Records:

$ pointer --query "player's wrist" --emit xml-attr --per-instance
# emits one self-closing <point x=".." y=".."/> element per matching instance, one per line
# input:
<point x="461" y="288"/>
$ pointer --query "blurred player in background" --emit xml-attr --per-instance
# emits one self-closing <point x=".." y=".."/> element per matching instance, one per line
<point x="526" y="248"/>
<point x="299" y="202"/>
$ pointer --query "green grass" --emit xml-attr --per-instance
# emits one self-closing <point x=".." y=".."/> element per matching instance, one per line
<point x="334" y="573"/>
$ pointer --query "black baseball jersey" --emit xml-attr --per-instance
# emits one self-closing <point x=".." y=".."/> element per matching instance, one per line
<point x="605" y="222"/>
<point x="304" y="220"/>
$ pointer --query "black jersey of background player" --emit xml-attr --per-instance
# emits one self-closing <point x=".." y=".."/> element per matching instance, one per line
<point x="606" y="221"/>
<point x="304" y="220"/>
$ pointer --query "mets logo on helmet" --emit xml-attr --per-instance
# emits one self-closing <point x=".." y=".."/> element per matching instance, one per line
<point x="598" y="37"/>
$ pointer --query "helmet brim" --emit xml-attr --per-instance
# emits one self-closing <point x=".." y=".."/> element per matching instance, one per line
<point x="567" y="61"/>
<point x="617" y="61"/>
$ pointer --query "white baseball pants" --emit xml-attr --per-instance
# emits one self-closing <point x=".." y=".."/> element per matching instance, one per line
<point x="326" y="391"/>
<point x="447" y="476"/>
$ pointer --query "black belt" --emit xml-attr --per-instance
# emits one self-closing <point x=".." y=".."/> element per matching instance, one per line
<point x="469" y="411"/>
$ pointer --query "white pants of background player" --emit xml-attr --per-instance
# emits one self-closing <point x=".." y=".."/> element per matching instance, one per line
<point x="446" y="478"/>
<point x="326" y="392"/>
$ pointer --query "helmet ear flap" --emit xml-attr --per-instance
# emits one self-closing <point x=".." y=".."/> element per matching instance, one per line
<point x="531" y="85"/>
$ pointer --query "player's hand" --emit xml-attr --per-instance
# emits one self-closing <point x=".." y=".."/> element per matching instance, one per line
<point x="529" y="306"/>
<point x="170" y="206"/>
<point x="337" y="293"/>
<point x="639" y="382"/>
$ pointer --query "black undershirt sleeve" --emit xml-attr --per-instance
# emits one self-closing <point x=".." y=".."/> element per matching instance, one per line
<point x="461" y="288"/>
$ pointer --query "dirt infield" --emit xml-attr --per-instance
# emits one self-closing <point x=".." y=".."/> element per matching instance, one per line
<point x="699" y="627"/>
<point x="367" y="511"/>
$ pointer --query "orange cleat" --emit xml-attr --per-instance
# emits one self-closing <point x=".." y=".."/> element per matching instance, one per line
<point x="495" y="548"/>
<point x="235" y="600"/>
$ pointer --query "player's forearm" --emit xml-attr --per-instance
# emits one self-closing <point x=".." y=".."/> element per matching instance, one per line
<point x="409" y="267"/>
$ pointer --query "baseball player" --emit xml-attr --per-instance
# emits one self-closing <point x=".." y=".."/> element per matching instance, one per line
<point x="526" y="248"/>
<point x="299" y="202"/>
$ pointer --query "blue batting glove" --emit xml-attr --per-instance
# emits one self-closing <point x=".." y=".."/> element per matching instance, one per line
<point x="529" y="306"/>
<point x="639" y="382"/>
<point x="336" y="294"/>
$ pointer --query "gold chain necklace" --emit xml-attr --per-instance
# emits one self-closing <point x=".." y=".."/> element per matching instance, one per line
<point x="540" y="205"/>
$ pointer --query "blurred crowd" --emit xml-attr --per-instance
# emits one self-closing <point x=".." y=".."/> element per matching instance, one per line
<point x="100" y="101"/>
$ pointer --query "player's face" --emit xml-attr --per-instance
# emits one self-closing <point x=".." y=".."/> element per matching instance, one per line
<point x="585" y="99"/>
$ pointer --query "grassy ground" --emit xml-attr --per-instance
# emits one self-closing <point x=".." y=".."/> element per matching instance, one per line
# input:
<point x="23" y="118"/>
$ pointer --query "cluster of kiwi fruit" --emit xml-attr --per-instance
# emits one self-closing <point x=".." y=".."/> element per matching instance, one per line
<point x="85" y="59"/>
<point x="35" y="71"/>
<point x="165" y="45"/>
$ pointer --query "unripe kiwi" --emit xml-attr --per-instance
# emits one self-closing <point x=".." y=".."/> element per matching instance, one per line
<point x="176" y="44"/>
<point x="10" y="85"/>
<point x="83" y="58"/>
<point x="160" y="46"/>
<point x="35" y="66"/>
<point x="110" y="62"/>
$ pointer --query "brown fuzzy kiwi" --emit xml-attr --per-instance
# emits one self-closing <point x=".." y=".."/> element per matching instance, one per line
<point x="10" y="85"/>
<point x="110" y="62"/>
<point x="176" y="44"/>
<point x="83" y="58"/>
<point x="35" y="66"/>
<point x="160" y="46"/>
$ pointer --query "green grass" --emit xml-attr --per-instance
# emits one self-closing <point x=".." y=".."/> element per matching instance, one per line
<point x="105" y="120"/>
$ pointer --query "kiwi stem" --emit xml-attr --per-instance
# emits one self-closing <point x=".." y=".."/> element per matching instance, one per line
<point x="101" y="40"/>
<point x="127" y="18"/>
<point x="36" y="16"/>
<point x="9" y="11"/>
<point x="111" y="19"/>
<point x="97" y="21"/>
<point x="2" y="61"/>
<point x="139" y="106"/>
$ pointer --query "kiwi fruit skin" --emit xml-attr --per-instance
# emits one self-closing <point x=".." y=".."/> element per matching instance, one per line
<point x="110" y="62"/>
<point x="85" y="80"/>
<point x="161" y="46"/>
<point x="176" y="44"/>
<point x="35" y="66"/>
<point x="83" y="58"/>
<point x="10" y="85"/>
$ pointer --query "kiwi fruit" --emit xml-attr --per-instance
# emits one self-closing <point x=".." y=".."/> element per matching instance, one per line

Required work: Every entry above needs to be quoted exactly.

The solution:
$ pointer --query "player's wrist" --emit xml-attr --per-instance
# emits one self-closing <point x=".." y=".."/> element per matching instance, one per line
# input:
<point x="461" y="288"/>
$ pointer --query "blurred player in background" --emit xml-attr --per-instance
# emits one self-closing <point x=".." y=".."/> element per matching instance, one per line
<point x="526" y="248"/>
<point x="299" y="202"/>
$ pointer --query "green grass" --emit xml-attr --per-instance
# emits one self-closing <point x=".." y=".."/> element per matching instance, one per line
<point x="334" y="573"/>
$ pointer --query "black baseball jersey" --emit xml-attr --per-instance
# emits one self-closing <point x=".." y=".."/> element per matching instance, one per line
<point x="605" y="222"/>
<point x="304" y="220"/>
$ pointer --query "black jersey of background player" --emit xml-attr --per-instance
# emits one self-closing <point x=".." y=".."/> element per matching instance, one per line
<point x="606" y="221"/>
<point x="304" y="220"/>
$ pointer --query "mets logo on helmet" --emit xml-attr --per-instance
# emits one self-closing <point x=".." y=".."/> element per matching instance, one per line
<point x="598" y="37"/>
$ pointer --query "helmet brim" --emit xml-attr --per-instance
# emits one self-closing <point x=".." y=".."/> element per matching instance, one per line
<point x="567" y="61"/>
<point x="617" y="61"/>
$ pointer --query "white baseball pants" --emit xml-attr --per-instance
# emits one self-closing <point x=".." y=".."/> element per matching instance, one per line
<point x="326" y="391"/>
<point x="447" y="476"/>
$ pointer --query "black belt" --emit xml-attr --per-instance
# emits one self-closing <point x=".." y=".."/> element per matching instance, one per line
<point x="469" y="411"/>
$ pointer --query "white pants of background player" --emit xml-attr --per-instance
# emits one self-closing <point x=".." y=".."/> element per matching instance, one per line
<point x="446" y="478"/>
<point x="326" y="392"/>
$ pointer --query "helmet ear flap" --emit xml-attr --per-instance
# emits one self-closing <point x=".." y=".."/> element per matching instance, one per line
<point x="531" y="85"/>
$ pointer --query "player's hand" --emit xml-attr --per-instance
# emits one self-closing <point x=".." y=".."/> element per matching instance, one per line
<point x="529" y="306"/>
<point x="170" y="206"/>
<point x="337" y="293"/>
<point x="639" y="382"/>
$ pointer --query "black undershirt sleeve" --emit xml-attr --per-instance
# emits one self-closing <point x=".." y=".."/> element per matching instance, one per line
<point x="461" y="288"/>
$ pointer --query "dirt infield" --emit xml-attr --per-instance
# emits one self-closing <point x=".." y=".."/> element per matching instance, one per line
<point x="699" y="627"/>
<point x="367" y="511"/>
$ pointer --query "orange cleat" --emit xml-attr --per-instance
# emits one self-closing <point x=".." y=".."/> element per matching instance, one per line
<point x="495" y="548"/>
<point x="235" y="600"/>
$ pointer --query "player's forearm" --emit xml-attr --per-instance
# emits one self-closing <point x=".." y=".."/> element per matching instance, one per line
<point x="409" y="267"/>
$ pointer --query "baseball player" --emit xml-attr --per-instance
# emits one self-closing <point x=".." y=".."/> element per matching instance, one per line
<point x="526" y="248"/>
<point x="299" y="202"/>
$ pointer --query "blue batting glove" --emit xml-attr --per-instance
# emits one self-closing <point x=".." y=".."/> element per matching instance, one per line
<point x="529" y="306"/>
<point x="639" y="382"/>
<point x="336" y="294"/>
$ pointer --query "gold chain necklace" --emit xml-attr --per-instance
# emits one self-closing <point x=".." y=".."/> element per matching instance, one per line
<point x="540" y="205"/>
$ pointer --query "blurred crowd" --emit xml-attr --per-instance
# emits one self-closing <point x=".." y=".."/> element per matching instance, one per line
<point x="100" y="101"/>
$ pointer --query "player's face" --emit xml-attr --per-instance
# emits one self-closing <point x=".." y=".."/> element per matching instance, one per line
<point x="585" y="99"/>
$ pointer --query "grassy ground" --emit xml-attr --per-instance
# emits one self-closing <point x=".." y=".."/> element per matching instance, one per line
# input:
<point x="23" y="118"/>
$ pointer --query "cluster of kiwi fruit" --emit xml-attr --per-instance
# emits one self-closing <point x=".." y=".."/> element per matching instance, one per line
<point x="85" y="59"/>
<point x="35" y="71"/>
<point x="165" y="45"/>
$ pointer --query "unripe kiwi" --emit xml-attr --per-instance
# emits one self-closing <point x=".." y=".."/> element per matching instance, one per line
<point x="176" y="44"/>
<point x="10" y="85"/>
<point x="83" y="58"/>
<point x="160" y="46"/>
<point x="35" y="66"/>
<point x="110" y="62"/>
$ pointer --query "brown fuzzy kiwi" --emit xml-attr --per-instance
# emits one self-closing <point x=".." y=".."/> element per matching instance, one per line
<point x="10" y="85"/>
<point x="110" y="62"/>
<point x="176" y="44"/>
<point x="83" y="58"/>
<point x="35" y="66"/>
<point x="160" y="46"/>
$ pointer --query "green grass" --emit xml-attr --per-instance
# emits one self-closing <point x=".." y=".."/> element per matching instance, one per line
<point x="105" y="120"/>
$ pointer --query "kiwi stem" --emit xml-attr --per-instance
# emits one self-closing <point x=".." y=".."/> element per matching instance, one per line
<point x="101" y="40"/>
<point x="127" y="18"/>
<point x="36" y="16"/>
<point x="9" y="11"/>
<point x="111" y="19"/>
<point x="97" y="21"/>
<point x="2" y="61"/>
<point x="139" y="106"/>
$ pointer --query "kiwi fruit skin" --emit xml-attr --per-instance
# emits one self-closing <point x=".." y=".."/> element per matching instance, one per line
<point x="110" y="62"/>
<point x="85" y="80"/>
<point x="161" y="46"/>
<point x="176" y="44"/>
<point x="35" y="66"/>
<point x="83" y="58"/>
<point x="10" y="85"/>
$ pointer --query "kiwi fruit" --emit xml-attr --per-instance
# emits one self-closing <point x=".." y=".."/> element per matching instance, one per line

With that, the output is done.